Task item: Your output must be the line containing "point: blue sky" followed by every later line in the entries below, all copied exactly.

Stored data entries
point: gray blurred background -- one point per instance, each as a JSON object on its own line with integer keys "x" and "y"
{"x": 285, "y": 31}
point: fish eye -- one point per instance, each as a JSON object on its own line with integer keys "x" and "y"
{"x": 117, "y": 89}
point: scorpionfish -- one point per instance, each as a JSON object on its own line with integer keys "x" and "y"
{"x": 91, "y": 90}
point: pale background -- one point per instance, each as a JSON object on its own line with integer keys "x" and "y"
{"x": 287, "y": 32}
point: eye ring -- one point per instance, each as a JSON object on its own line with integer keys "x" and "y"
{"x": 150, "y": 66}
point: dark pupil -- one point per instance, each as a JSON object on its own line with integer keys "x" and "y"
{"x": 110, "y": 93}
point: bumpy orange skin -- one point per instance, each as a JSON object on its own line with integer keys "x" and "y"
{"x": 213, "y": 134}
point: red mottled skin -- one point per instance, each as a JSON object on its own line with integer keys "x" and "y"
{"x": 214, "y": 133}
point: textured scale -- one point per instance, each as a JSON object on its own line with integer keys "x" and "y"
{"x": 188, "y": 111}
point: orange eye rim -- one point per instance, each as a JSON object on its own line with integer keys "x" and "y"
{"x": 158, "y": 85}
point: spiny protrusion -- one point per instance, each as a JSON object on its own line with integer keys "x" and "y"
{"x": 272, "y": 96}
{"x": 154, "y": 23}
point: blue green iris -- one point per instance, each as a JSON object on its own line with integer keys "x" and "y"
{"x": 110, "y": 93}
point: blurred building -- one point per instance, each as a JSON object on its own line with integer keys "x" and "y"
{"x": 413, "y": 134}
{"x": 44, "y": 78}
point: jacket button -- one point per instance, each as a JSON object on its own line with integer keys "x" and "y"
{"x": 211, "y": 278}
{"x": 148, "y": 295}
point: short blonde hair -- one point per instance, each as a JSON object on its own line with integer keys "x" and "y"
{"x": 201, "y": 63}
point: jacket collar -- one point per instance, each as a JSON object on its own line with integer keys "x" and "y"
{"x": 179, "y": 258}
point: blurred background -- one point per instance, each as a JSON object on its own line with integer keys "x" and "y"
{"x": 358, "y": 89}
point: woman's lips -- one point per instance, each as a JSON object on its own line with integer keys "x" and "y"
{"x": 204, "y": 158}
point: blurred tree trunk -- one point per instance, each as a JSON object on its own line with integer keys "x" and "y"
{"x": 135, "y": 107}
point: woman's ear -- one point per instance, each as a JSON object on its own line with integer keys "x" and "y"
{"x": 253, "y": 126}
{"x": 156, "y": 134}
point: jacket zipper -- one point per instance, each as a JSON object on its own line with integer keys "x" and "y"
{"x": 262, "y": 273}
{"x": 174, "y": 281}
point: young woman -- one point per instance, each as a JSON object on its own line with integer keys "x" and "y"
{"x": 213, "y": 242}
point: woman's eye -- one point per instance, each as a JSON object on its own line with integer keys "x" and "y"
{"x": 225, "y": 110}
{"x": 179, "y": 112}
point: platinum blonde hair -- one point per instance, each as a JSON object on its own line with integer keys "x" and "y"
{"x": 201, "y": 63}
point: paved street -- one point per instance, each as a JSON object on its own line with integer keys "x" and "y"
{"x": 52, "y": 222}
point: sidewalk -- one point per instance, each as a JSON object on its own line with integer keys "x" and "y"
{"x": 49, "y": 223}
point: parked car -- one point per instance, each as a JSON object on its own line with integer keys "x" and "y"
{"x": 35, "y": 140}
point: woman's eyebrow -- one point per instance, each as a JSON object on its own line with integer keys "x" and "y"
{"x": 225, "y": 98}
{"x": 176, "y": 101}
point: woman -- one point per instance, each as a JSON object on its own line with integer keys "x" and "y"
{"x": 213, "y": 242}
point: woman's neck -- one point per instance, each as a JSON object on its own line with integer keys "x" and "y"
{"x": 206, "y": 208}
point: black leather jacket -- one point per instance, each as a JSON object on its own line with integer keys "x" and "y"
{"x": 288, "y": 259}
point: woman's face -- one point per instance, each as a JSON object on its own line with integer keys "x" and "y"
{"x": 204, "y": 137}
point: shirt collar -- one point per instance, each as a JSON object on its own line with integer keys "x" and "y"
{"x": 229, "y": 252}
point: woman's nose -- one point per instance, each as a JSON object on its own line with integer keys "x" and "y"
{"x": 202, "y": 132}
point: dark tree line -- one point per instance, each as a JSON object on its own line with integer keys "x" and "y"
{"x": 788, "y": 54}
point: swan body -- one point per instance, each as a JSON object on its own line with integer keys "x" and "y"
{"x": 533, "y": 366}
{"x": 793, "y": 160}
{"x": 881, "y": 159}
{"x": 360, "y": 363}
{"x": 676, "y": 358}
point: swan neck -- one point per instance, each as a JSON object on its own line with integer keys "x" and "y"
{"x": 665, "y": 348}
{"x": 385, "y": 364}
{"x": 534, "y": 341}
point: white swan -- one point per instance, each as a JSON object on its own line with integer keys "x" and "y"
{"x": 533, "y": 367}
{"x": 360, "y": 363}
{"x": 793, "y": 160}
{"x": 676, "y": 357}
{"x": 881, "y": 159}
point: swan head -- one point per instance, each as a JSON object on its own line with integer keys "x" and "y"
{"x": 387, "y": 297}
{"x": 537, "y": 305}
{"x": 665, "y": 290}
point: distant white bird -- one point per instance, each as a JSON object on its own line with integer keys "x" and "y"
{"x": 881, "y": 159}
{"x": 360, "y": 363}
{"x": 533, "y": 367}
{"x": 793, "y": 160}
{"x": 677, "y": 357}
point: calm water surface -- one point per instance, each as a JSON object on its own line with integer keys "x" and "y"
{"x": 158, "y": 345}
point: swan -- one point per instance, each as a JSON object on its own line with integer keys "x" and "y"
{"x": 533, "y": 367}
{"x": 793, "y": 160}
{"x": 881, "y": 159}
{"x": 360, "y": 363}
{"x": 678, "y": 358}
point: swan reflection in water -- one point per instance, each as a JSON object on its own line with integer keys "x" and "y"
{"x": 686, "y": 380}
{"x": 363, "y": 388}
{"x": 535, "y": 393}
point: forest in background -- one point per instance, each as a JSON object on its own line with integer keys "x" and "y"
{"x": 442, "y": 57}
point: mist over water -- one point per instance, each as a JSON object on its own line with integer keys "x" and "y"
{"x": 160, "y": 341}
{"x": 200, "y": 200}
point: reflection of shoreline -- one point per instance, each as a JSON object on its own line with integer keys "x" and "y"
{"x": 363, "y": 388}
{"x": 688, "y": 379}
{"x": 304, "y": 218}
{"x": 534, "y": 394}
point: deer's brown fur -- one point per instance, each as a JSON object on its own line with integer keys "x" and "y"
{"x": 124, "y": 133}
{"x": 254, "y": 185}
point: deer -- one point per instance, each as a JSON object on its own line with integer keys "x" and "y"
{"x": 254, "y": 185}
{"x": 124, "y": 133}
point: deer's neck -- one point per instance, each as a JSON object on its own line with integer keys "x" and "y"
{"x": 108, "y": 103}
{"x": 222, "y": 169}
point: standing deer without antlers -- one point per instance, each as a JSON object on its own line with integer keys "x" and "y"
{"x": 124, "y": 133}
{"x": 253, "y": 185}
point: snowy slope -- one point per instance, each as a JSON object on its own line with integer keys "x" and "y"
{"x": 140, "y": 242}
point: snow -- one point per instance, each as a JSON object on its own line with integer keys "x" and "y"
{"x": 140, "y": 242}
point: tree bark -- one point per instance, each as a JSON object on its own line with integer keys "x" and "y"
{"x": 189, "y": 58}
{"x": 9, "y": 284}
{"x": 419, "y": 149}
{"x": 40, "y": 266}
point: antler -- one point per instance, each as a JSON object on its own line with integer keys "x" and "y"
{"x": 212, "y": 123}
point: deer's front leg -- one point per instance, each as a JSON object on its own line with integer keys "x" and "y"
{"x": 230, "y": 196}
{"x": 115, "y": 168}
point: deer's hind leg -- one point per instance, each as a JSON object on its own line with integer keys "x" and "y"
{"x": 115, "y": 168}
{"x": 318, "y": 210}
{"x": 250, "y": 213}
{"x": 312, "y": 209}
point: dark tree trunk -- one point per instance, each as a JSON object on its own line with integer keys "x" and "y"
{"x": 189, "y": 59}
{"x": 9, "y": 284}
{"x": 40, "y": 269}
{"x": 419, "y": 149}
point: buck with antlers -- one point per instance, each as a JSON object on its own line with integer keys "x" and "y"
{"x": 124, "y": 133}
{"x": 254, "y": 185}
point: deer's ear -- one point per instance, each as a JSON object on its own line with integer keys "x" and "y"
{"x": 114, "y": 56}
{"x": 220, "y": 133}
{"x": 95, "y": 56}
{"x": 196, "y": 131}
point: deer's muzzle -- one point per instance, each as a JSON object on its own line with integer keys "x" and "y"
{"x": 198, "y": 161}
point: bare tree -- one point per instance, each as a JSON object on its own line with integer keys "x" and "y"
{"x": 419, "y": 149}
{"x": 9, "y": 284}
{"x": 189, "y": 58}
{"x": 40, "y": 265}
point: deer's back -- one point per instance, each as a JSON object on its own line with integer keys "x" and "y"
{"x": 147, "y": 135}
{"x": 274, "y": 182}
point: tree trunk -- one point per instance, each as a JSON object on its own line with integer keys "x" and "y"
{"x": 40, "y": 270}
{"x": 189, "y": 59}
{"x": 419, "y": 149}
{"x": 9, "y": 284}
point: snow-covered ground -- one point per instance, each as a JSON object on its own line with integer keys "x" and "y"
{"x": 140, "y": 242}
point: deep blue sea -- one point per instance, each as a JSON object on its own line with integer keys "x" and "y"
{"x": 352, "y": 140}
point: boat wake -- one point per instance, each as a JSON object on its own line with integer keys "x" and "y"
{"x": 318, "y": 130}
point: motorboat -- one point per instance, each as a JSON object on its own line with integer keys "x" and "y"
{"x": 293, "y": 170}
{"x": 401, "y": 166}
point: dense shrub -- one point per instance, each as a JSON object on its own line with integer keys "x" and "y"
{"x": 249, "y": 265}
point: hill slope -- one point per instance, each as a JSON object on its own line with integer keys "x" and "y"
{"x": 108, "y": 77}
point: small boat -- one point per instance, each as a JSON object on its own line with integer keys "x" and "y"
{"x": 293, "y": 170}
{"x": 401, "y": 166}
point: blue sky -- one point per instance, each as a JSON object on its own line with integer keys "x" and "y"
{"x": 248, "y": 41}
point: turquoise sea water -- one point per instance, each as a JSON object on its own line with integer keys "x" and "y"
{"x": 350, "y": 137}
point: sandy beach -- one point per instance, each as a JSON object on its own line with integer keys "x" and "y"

Answer space:
point: blue sky -- one point per instance, each as a JSON object on its own line with integer keys "x" and "y"
{"x": 248, "y": 41}
point: turquoise sea water -- one point per instance, each as a JSON object on its own line with integer keys "x" and "y"
{"x": 350, "y": 137}
point: sandy beach -- one point per instance, each as a JSON object on its own line with integer keys "x" and "y"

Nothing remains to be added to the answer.